### [Extracted records]
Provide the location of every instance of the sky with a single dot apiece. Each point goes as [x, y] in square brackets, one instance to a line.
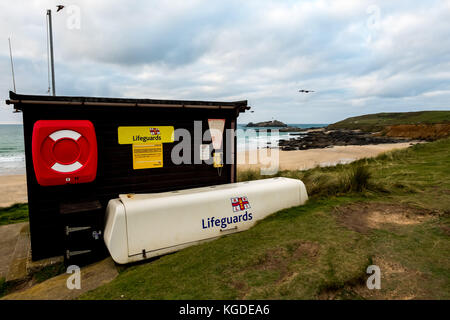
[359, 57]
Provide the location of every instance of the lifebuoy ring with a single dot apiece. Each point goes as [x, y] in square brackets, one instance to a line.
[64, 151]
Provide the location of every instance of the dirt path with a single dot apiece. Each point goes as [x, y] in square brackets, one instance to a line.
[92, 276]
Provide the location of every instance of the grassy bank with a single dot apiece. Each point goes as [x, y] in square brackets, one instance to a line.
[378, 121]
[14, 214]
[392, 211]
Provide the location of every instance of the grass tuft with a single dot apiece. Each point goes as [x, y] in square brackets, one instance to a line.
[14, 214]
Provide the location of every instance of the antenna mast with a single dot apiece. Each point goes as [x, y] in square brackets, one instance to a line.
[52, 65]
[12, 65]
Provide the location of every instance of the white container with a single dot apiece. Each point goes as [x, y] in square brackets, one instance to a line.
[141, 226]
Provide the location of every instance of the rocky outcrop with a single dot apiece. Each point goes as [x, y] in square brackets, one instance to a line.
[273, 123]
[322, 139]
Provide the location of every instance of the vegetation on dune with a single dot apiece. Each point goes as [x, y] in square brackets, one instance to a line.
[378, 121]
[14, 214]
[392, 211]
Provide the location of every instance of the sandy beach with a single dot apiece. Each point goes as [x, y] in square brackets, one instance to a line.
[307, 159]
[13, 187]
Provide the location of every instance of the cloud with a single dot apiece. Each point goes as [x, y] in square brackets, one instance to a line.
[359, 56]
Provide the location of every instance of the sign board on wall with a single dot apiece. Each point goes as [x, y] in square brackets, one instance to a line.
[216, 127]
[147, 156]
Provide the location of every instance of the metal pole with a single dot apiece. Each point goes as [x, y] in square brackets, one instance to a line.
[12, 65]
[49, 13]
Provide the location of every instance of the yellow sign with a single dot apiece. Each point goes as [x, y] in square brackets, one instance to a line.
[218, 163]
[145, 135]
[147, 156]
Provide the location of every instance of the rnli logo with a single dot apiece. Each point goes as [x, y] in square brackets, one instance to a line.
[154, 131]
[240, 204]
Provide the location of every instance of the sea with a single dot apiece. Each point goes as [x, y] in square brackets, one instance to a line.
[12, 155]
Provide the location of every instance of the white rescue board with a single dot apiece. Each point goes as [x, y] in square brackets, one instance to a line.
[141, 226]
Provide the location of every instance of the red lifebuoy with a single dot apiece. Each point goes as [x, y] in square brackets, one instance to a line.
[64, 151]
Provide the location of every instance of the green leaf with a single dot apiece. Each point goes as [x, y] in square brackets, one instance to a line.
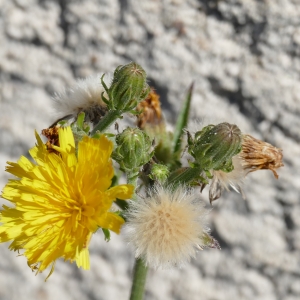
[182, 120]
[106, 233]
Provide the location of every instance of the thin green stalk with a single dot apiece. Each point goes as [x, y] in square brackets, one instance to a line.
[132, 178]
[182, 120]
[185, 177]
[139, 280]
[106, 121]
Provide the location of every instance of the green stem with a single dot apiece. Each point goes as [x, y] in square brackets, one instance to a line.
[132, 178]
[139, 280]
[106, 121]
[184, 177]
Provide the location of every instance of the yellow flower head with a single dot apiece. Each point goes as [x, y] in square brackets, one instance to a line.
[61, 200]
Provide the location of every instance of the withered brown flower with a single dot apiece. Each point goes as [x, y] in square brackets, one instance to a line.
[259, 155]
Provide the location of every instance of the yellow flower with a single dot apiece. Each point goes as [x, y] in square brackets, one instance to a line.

### [What you should do]
Render all of the data above as a numbered list with one line per item, omitting blank lines and leaving out the pictures.

### [Task solution]
1. Provide the location of every instance of the sky with a single dot apiece. Each point goes as [x, y] in square brackets, one instance to a line.
2. [359, 57]
3. Provide the location of every instance of the lifebuoy ring with a single dot apiece. Each point goes as [x, y] in square brackets, one instance to a line.
4. [64, 151]
5. Provide the location of every instance of the dirt path with a single dot apiece. Each point goes as [x, y] in square brackets, one instance to a line.
6. [92, 276]
7. Provide the location of every instance of the grassy bank with a single dot apiece. Each point goes as [x, y] in square brackets, one instance to a line.
8. [378, 121]
9. [14, 214]
10. [392, 211]
11. Provide the location of every instance of the grass tuft with a single dot apiece. Each point goes as [x, y] in square brackets, one instance to a line.
12. [14, 214]
13. Provide the location of every instance of the antenna mast with a single dot apiece. Each point goes as [x, y] in square brackets, one instance to a line.
14. [52, 65]
15. [12, 65]
16. Provide the location of every instance of the white container with a single dot apiece. Each point goes as [x, y] in square brackets, one instance to a line.
17. [141, 226]
18. Provide the location of every instance of the rocky outcrop with a single dot apiece. Each point goes as [x, y] in square brackets, one instance to a line.
19. [273, 123]
20. [322, 139]
21. Provide the location of every instance of the vegetation on dune with a single dot apiece. Each point goes as [x, y] in square brackets, one instance to a line.
22. [378, 121]
23. [14, 214]
24. [392, 211]
25. Provide the location of every instance of the sandy beach with a single dot apiece. Each point goes as [x, y] in square brackets, one instance to a line.
26. [307, 159]
27. [13, 187]
28. Provide the location of every instance of the cloud with a single dot apiece. Each point goes as [x, y] in square brackets, one instance to a line.
29. [359, 56]
30. Provide the location of every instance of the sign board on wall with a single dot apiece. Each point goes as [x, y] in square brackets, one instance to a line.
31. [216, 127]
32. [147, 156]
33. Provide the location of every instance of the metal pole with a single dot apiece. Each point goes as [x, y] in square brackets, one instance to a line.
34. [12, 65]
35. [49, 13]
36. Provide the location of every instance of the yellow sign with a single dot apiece. Each point goes as [x, y] in square brackets, one instance to a line.
37. [218, 163]
38. [145, 135]
39. [147, 156]
40. Provide the location of every instance of the rnli logo with a single dot apiece. Each point goes as [x, y] in square brackets, one instance to a line.
41. [154, 131]
42. [240, 204]
43. Provide the location of every instance of the sea with a single dot apiece. Each point goes as [x, y] in square brackets, one instance to a line.
44. [12, 155]
45. Provide the location of every instance of the white rescue board with a single dot apiece. Each point goes as [x, y] in square brackets, one instance to a line.
46. [141, 226]
47. Provide the location of every instance of the red lifebuoy with a single dot apiece. Each point goes as [x, y] in square brackets, one instance to a line.
48. [64, 151]
49. Provide the location of every instance of the green leaf with a single dot apiece. Each point goes as [x, y] in square brackets, one instance to a line.
50. [182, 120]
51. [106, 233]
52. Provide the location of every instance of the thin green stalk with a single dot apiece. Each point goes as [x, y] in square brackets, one instance to a line.
53. [132, 178]
54. [182, 120]
55. [185, 177]
56. [139, 280]
57. [106, 121]
58. Provide the location of every instance of the green stem with a single dot apiece. Each point goes as [x, y] in square brackets, one instance to a line.
59. [132, 178]
60. [139, 280]
61. [106, 121]
62. [184, 177]
63. Provide the location of every instance of the yellow flower head with a single dot apiece. Each point goes as [x, y] in square brackets, one instance to a line.
64. [61, 200]
65. Provide the location of every instance of the withered brown flower with a single dot apiece. Each point goes as [x, y] in square brackets, one instance to a line.
66. [259, 155]
67. Provide the location of every instance of the yellow flower with a single dot apiece. Each point goes as [x, y] in square brackets, one instance to a line.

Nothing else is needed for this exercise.